Dataset entries
================
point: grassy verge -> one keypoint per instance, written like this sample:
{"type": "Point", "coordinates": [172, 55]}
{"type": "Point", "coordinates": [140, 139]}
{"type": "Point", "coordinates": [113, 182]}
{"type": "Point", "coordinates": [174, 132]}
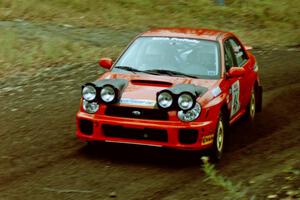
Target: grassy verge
{"type": "Point", "coordinates": [18, 53]}
{"type": "Point", "coordinates": [268, 22]}
{"type": "Point", "coordinates": [233, 191]}
{"type": "Point", "coordinates": [258, 23]}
================
- _TRY IT_
Give back all entries exactly. No pictures belong in the copy.

- _TASK ANSWER_
point: grassy verge -> one keypoint per instance, written like this sample:
{"type": "Point", "coordinates": [172, 55]}
{"type": "Point", "coordinates": [140, 139]}
{"type": "Point", "coordinates": [113, 182]}
{"type": "Point", "coordinates": [174, 132]}
Target: grassy verge
{"type": "Point", "coordinates": [18, 53]}
{"type": "Point", "coordinates": [268, 22]}
{"type": "Point", "coordinates": [233, 191]}
{"type": "Point", "coordinates": [258, 23]}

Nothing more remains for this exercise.